Image object location entries
— begin —

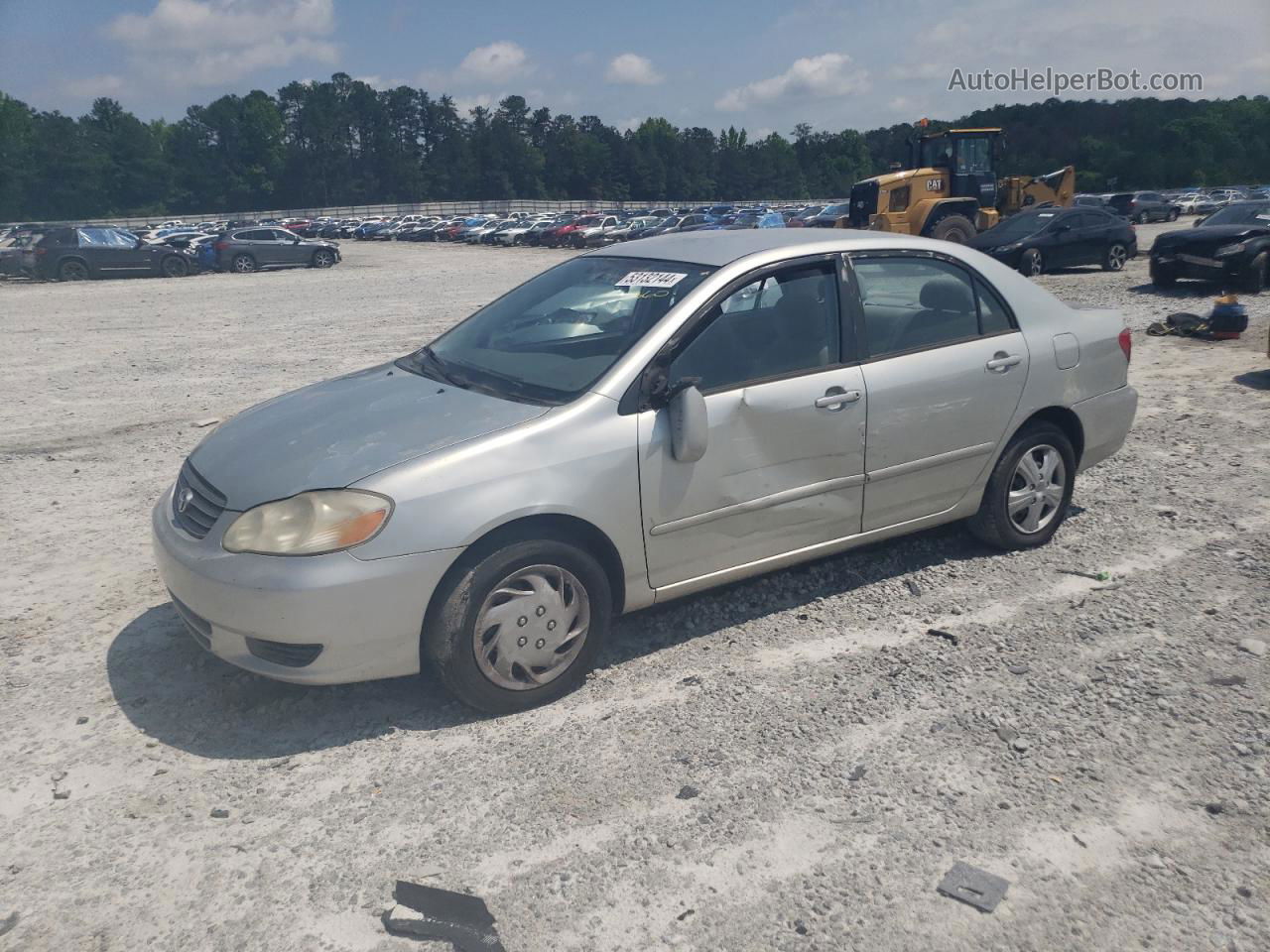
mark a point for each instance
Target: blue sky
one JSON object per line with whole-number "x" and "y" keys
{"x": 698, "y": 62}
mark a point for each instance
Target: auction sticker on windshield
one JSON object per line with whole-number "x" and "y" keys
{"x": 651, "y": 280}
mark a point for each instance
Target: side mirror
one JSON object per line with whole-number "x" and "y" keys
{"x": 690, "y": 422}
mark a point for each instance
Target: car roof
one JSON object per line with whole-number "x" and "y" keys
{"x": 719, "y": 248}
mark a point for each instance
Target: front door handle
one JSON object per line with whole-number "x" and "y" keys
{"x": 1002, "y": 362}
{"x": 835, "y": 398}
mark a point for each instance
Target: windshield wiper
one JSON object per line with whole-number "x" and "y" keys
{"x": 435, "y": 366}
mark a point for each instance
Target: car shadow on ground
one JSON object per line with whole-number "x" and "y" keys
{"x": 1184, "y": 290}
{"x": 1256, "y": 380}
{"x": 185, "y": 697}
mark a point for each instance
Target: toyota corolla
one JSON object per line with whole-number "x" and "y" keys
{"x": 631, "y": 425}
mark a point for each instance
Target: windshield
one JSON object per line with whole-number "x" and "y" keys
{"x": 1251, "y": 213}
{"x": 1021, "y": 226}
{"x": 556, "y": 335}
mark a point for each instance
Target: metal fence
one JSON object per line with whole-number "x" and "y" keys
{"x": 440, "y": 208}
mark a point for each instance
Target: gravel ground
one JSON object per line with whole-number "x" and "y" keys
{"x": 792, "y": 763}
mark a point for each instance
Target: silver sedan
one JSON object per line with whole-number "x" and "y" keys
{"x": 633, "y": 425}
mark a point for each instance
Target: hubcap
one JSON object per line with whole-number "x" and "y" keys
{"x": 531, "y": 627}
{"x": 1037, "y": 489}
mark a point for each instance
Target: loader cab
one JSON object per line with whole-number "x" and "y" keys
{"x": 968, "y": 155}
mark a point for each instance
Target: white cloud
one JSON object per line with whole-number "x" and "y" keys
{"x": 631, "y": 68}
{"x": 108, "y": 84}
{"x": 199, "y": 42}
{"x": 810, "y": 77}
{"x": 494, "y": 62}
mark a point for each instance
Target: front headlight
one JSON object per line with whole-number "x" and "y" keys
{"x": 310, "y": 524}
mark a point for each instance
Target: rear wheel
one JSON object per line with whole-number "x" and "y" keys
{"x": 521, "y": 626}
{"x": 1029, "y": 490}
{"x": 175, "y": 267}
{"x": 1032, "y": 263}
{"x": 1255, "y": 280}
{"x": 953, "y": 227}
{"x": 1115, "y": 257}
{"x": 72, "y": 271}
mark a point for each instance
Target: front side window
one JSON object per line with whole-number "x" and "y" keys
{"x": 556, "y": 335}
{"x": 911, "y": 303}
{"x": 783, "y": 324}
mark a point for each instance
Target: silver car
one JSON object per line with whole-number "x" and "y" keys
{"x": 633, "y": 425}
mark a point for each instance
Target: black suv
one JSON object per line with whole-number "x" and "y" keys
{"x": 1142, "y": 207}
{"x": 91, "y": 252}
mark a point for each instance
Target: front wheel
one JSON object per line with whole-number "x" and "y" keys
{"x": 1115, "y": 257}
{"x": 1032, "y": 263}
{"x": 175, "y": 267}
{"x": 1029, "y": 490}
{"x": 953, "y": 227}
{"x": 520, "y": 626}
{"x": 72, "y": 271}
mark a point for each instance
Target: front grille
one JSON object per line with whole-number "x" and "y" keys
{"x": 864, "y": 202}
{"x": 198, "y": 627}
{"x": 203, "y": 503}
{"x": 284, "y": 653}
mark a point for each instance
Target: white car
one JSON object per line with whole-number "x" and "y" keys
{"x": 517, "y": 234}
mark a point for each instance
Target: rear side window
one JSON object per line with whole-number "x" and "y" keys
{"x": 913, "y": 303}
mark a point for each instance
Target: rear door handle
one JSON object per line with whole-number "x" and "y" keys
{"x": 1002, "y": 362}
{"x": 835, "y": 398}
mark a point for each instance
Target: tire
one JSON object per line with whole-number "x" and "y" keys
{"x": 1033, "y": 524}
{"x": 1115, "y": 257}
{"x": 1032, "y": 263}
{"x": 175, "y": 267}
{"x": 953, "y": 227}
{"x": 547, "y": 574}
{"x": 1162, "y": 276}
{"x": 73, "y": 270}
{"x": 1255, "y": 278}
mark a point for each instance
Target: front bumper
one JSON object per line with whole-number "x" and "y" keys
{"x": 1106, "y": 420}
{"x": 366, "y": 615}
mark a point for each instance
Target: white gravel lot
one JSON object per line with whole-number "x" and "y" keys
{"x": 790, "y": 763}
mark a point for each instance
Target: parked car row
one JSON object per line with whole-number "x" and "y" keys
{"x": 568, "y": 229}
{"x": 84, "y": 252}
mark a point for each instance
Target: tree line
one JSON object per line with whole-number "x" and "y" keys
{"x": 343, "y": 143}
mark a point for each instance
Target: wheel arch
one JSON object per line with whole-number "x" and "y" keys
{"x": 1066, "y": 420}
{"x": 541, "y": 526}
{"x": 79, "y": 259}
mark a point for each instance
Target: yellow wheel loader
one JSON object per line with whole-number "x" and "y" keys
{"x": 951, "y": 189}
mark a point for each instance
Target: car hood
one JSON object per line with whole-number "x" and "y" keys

— end —

◆ **AIM OF THE EXERCISE**: Print all entries exactly. The images do not belong in the copy.

◆ **REPLY TO THE EXERCISE**:
mark a point for each instance
Target: blue sky
one JSON object per line with whole-number "x" and "y" keys
{"x": 698, "y": 62}
mark a point for each instance
Target: auction sticker on windshield
one JSON object per line with whole-number "x" and "y" keys
{"x": 651, "y": 280}
mark a point for each instance
Target: side mirror
one JSON object per line with whole-number "x" and "y" keys
{"x": 690, "y": 422}
mark a point for each instance
Target: car roof
one JSON object per line with whole-number "x" and "y" keys
{"x": 719, "y": 248}
mark a point for each instance
Target: front door handle
one JSON object per line with whole-number "x" and "y" keys
{"x": 1002, "y": 362}
{"x": 835, "y": 398}
mark a point for each instance
Target: windshield wiper
one JSON object per line with whole-number "x" and "y" keys
{"x": 435, "y": 366}
mark a point for each instance
Target: car shadow on ground
one JSON object per line with whole-number "x" and "y" keys
{"x": 1184, "y": 290}
{"x": 1256, "y": 380}
{"x": 185, "y": 697}
mark a point for each instance
Target: toyota corolla
one JSON object per line with whole-number "x" and "y" keys
{"x": 631, "y": 425}
mark a point for each instance
Target: windshield
one JSON object per line with whole-number "x" and "y" keys
{"x": 1251, "y": 213}
{"x": 1021, "y": 226}
{"x": 556, "y": 335}
mark a point for each instance
Target: metal fence
one JSON object per line with whole-number "x" and "y" keys
{"x": 440, "y": 208}
mark a point for each instance
Target: gravel ground
one JSON object per line with whole-number "x" and "y" keys
{"x": 792, "y": 763}
mark a point for each instance
Target: silver sedan
one JSON object per line with whole-number "x" and "y" keys
{"x": 633, "y": 425}
mark a point for each instance
Target: hubcap
one JSON object per line with whole-number "x" and "y" keys
{"x": 531, "y": 627}
{"x": 1037, "y": 489}
mark a point for each instance
Target: loader cab
one JSON object per line with whole-number "x" and "y" keys
{"x": 968, "y": 155}
mark a point for each instance
Target: white cloud
one JSON object per line with whole-number "x" and "y" keys
{"x": 631, "y": 68}
{"x": 108, "y": 84}
{"x": 199, "y": 42}
{"x": 810, "y": 77}
{"x": 494, "y": 62}
mark a point for each instance
Target: front headlight
one JSON object per line with whole-number "x" and "y" keys
{"x": 310, "y": 524}
mark a point for each instance
Target: rear wheel
one JSON object per line with whole-number "x" and "y" keys
{"x": 521, "y": 626}
{"x": 1029, "y": 490}
{"x": 175, "y": 267}
{"x": 1032, "y": 263}
{"x": 1255, "y": 280}
{"x": 953, "y": 227}
{"x": 1115, "y": 257}
{"x": 72, "y": 271}
mark a point for each instance
Target: front side window
one JSON object per line with whole-number "x" and "y" keys
{"x": 556, "y": 335}
{"x": 911, "y": 303}
{"x": 783, "y": 324}
mark a point for each instance
Target: silver car
one JSON object per line with whole-number "x" and "y" keys
{"x": 633, "y": 425}
mark a point for each instance
Target: black suv
one JSON object per line with whole-number "x" and "y" keys
{"x": 1142, "y": 207}
{"x": 91, "y": 252}
mark a point for each instance
Target: front wheel
one JSON object per line with whole-number "x" and "y" keys
{"x": 1115, "y": 257}
{"x": 1032, "y": 263}
{"x": 175, "y": 267}
{"x": 1029, "y": 490}
{"x": 953, "y": 227}
{"x": 520, "y": 626}
{"x": 72, "y": 271}
mark a point for each instance
Target: front grille
one JSON object per line with whole-number "x" and "y" keys
{"x": 864, "y": 202}
{"x": 198, "y": 627}
{"x": 203, "y": 503}
{"x": 284, "y": 653}
mark a point for each instance
Target: white car
one JSON object per line with whole-number "x" and "y" keys
{"x": 517, "y": 234}
mark a point for each instance
Target: rear side window
one JSON object per line with whole-number "x" and "y" keys
{"x": 913, "y": 303}
mark a point for each instance
Target: rear door handle
one JSON object per line with whole-number "x" and "y" keys
{"x": 1002, "y": 362}
{"x": 835, "y": 398}
mark a point for each instance
Target: tire
one JSON object per line with whole-number "x" and "y" keys
{"x": 1033, "y": 524}
{"x": 1115, "y": 257}
{"x": 1032, "y": 263}
{"x": 175, "y": 267}
{"x": 953, "y": 227}
{"x": 547, "y": 574}
{"x": 1162, "y": 276}
{"x": 73, "y": 270}
{"x": 1255, "y": 278}
mark a point for each instance
Target: front bumper
one JSON object per line with whole-number "x" and "y" keys
{"x": 1106, "y": 420}
{"x": 366, "y": 615}
mark a point for each instance
Target: white gravel lot
one JSON object per line with whole-number "x" and "y" keys
{"x": 790, "y": 763}
mark a point for each instance
Target: parked car row
one JSON object per line with whole-number "x" and "y" keys
{"x": 568, "y": 229}
{"x": 84, "y": 252}
mark a point for each instance
Target: tree line
one JSON object per line with whole-number "x" and "y" keys
{"x": 343, "y": 143}
mark a point for each instance
Target: wheel arch
one JSON object per line with whole-number "x" and "y" keys
{"x": 1066, "y": 420}
{"x": 541, "y": 526}
{"x": 79, "y": 259}
mark a point for each instance
Target: yellow wheel loader
one JSON object per line with whole-number "x" and "y" keys
{"x": 951, "y": 189}
mark a point for each instance
Target: car hood
one JSON object per line with whole-number "x" and "y" keys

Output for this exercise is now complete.